[start SUPPLIED ENTRIES]
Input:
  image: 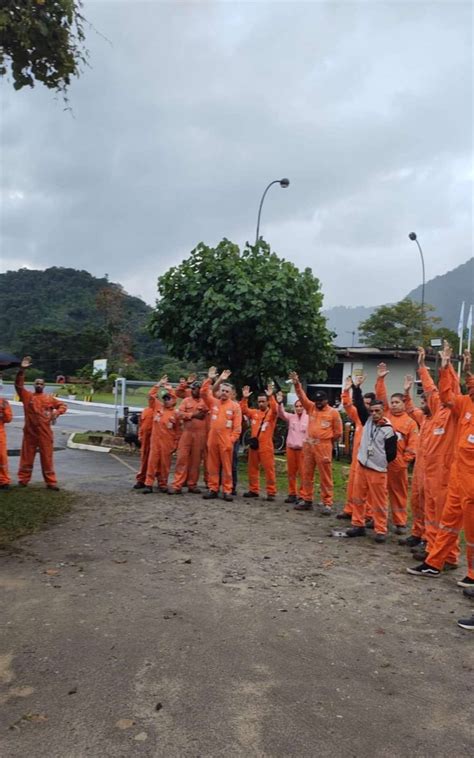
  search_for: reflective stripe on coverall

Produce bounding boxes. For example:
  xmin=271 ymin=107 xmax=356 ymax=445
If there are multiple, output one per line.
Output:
xmin=15 ymin=370 xmax=67 ymax=486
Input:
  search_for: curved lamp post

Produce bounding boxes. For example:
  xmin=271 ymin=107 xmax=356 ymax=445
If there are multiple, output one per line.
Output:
xmin=255 ymin=179 xmax=290 ymax=244
xmin=408 ymin=232 xmax=425 ymax=342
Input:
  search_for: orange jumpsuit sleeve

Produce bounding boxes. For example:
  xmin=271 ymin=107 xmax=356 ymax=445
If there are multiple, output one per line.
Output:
xmin=238 ymin=397 xmax=257 ymax=418
xmin=332 ymin=409 xmax=342 ymax=440
xmin=295 ymin=382 xmax=314 ymax=413
xmin=231 ymin=403 xmax=242 ymax=444
xmin=341 ymin=390 xmax=360 ymax=424
xmin=403 ymin=422 xmax=418 ymax=463
xmin=375 ymin=376 xmax=388 ymax=411
xmin=15 ymin=369 xmax=32 ymax=402
xmin=0 ymin=400 xmax=13 ymax=424
xmin=403 ymin=392 xmax=424 ymax=426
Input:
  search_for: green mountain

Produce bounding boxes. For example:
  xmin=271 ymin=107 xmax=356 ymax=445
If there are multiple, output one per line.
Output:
xmin=0 ymin=267 xmax=164 ymax=378
xmin=323 ymin=258 xmax=474 ymax=346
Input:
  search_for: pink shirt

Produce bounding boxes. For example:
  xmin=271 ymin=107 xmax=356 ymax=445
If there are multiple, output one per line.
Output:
xmin=278 ymin=403 xmax=308 ymax=450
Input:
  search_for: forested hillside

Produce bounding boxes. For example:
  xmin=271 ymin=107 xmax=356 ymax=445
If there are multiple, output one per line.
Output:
xmin=0 ymin=267 xmax=164 ymax=378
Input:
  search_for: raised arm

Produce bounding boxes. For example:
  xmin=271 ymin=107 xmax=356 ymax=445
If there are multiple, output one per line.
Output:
xmin=375 ymin=363 xmax=390 ymax=410
xmin=289 ymin=371 xmax=314 ymax=413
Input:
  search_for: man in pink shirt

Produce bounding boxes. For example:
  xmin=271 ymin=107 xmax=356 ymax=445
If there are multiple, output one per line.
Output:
xmin=276 ymin=392 xmax=308 ymax=503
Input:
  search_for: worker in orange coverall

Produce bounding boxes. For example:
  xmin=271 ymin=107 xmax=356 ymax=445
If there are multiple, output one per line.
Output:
xmin=202 ymin=366 xmax=242 ymax=501
xmin=407 ymin=345 xmax=474 ymax=596
xmin=15 ymin=356 xmax=67 ymax=490
xmin=142 ymin=376 xmax=180 ymax=495
xmin=375 ymin=363 xmax=418 ymax=534
xmin=133 ymin=396 xmax=155 ymax=490
xmin=398 ymin=375 xmax=433 ymax=550
xmin=404 ymin=350 xmax=460 ymax=566
xmin=289 ymin=371 xmax=342 ymax=515
xmin=0 ymin=388 xmax=13 ymax=490
xmin=240 ymin=385 xmax=278 ymax=501
xmin=168 ymin=381 xmax=208 ymax=495
xmin=336 ymin=375 xmax=375 ymax=527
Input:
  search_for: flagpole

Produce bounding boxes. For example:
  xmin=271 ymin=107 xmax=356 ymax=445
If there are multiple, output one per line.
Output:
xmin=458 ymin=300 xmax=464 ymax=377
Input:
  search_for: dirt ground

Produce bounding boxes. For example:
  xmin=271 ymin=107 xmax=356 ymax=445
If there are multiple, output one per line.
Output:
xmin=0 ymin=451 xmax=474 ymax=758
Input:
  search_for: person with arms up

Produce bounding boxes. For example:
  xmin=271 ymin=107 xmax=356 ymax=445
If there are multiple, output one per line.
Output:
xmin=0 ymin=388 xmax=13 ymax=490
xmin=375 ymin=363 xmax=418 ymax=534
xmin=240 ymin=384 xmax=278 ymax=501
xmin=202 ymin=366 xmax=242 ymax=502
xmin=15 ymin=356 xmax=67 ymax=490
xmin=276 ymin=392 xmax=308 ymax=503
xmin=344 ymin=386 xmax=397 ymax=543
xmin=289 ymin=371 xmax=342 ymax=516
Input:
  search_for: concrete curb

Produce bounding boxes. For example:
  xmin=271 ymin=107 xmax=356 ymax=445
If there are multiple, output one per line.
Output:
xmin=66 ymin=432 xmax=112 ymax=453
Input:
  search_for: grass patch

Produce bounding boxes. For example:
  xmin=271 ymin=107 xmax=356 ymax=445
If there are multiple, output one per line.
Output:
xmin=0 ymin=485 xmax=73 ymax=548
xmin=237 ymin=455 xmax=350 ymax=503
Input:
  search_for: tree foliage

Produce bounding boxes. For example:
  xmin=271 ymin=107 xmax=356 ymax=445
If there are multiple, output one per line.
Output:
xmin=359 ymin=299 xmax=456 ymax=350
xmin=0 ymin=0 xmax=87 ymax=92
xmin=150 ymin=239 xmax=334 ymax=384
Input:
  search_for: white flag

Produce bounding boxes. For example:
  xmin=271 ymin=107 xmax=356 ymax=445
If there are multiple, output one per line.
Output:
xmin=458 ymin=300 xmax=464 ymax=339
xmin=467 ymin=305 xmax=472 ymax=350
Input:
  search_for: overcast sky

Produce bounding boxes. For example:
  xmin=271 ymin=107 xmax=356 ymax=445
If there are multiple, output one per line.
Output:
xmin=0 ymin=0 xmax=473 ymax=307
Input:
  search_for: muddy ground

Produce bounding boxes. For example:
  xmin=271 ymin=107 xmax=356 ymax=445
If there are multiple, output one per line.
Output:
xmin=0 ymin=451 xmax=474 ymax=758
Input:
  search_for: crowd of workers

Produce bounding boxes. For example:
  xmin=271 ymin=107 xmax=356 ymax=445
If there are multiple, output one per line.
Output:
xmin=0 ymin=343 xmax=474 ymax=629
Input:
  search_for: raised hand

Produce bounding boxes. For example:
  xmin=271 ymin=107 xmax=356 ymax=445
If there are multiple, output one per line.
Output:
xmin=462 ymin=350 xmax=471 ymax=374
xmin=403 ymin=374 xmax=415 ymax=395
xmin=343 ymin=376 xmax=352 ymax=392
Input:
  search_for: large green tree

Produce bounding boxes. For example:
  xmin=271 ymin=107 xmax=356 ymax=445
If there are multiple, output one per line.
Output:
xmin=150 ymin=239 xmax=334 ymax=384
xmin=359 ymin=299 xmax=456 ymax=350
xmin=0 ymin=0 xmax=87 ymax=92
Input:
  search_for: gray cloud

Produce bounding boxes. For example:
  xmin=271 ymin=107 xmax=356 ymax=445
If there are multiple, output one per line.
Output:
xmin=1 ymin=2 xmax=472 ymax=305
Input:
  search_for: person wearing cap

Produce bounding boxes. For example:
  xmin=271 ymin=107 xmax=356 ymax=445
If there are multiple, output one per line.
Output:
xmin=240 ymin=385 xmax=278 ymax=501
xmin=202 ymin=366 xmax=242 ymax=501
xmin=276 ymin=392 xmax=308 ymax=503
xmin=289 ymin=371 xmax=342 ymax=515
xmin=168 ymin=380 xmax=208 ymax=495
xmin=375 ymin=363 xmax=419 ymax=534
xmin=342 ymin=385 xmax=397 ymax=543
xmin=142 ymin=376 xmax=179 ymax=495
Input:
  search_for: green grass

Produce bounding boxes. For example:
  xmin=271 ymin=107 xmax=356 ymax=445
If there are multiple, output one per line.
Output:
xmin=0 ymin=485 xmax=73 ymax=548
xmin=237 ymin=455 xmax=349 ymax=503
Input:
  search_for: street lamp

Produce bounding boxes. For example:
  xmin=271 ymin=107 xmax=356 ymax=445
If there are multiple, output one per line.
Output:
xmin=255 ymin=179 xmax=290 ymax=244
xmin=408 ymin=232 xmax=425 ymax=342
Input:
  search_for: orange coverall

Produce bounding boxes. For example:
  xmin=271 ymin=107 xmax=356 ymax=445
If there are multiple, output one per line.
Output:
xmin=0 ymin=397 xmax=13 ymax=487
xmin=418 ymin=367 xmax=459 ymax=563
xmin=295 ymin=382 xmax=342 ymax=506
xmin=136 ymin=398 xmax=155 ymax=484
xmin=426 ymin=369 xmax=474 ymax=579
xmin=404 ymin=394 xmax=433 ymax=540
xmin=145 ymin=387 xmax=179 ymax=492
xmin=15 ymin=370 xmax=67 ymax=487
xmin=240 ymin=395 xmax=278 ymax=495
xmin=341 ymin=390 xmax=364 ymax=518
xmin=201 ymin=388 xmax=242 ymax=495
xmin=375 ymin=377 xmax=418 ymax=526
xmin=173 ymin=395 xmax=208 ymax=490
[end SUPPLIED ENTRIES]
- **EXERCISE OBJECTIVE**: Rewrite the records from their start through the line containing "xmin=323 ymin=258 xmax=474 ymax=346", requests included, shifting every bounding box coordinate in the answers up by 50 while keeping the numbers in the requests and their format samples unchanged. Omit the pictures from your output.

- **WRITTEN SOLUTION**:
Input:
  image: 
  search_for: reflective stripe on coverall

Produce bounding boxes. For example:
  xmin=271 ymin=107 xmax=356 ymax=445
If there are multiple, output one per line.
Output:
xmin=65 ymin=420 xmax=117 ymax=536
Input:
  search_for: curved lamp post

Produce bounding boxes. For example:
  xmin=271 ymin=107 xmax=356 ymax=445
If there are multiple, output one per line.
Output:
xmin=305 ymin=229 xmax=340 ymax=294
xmin=458 ymin=282 xmax=475 ymax=392
Input:
  search_for: orange jumpsuit sleeve

Produce bounding boxes. For example:
  xmin=271 ymin=107 xmax=356 ymax=445
If there are multiple, output one per line.
Output:
xmin=288 ymin=447 xmax=307 ymax=468
xmin=382 ymin=459 xmax=392 ymax=490
xmin=345 ymin=432 xmax=364 ymax=463
xmin=281 ymin=453 xmax=292 ymax=494
xmin=391 ymin=440 xmax=410 ymax=474
xmin=453 ymin=472 xmax=468 ymax=513
xmin=425 ymin=426 xmax=438 ymax=461
xmin=65 ymin=419 xmax=82 ymax=452
xmin=50 ymin=450 xmax=63 ymax=474
xmin=453 ymin=442 xmax=474 ymax=476
Input:
  search_for: green mountain

Produce bounding boxes. For example:
  xmin=271 ymin=107 xmax=356 ymax=445
If there are multiple, output one per line.
Output:
xmin=50 ymin=317 xmax=214 ymax=428
xmin=373 ymin=308 xmax=524 ymax=396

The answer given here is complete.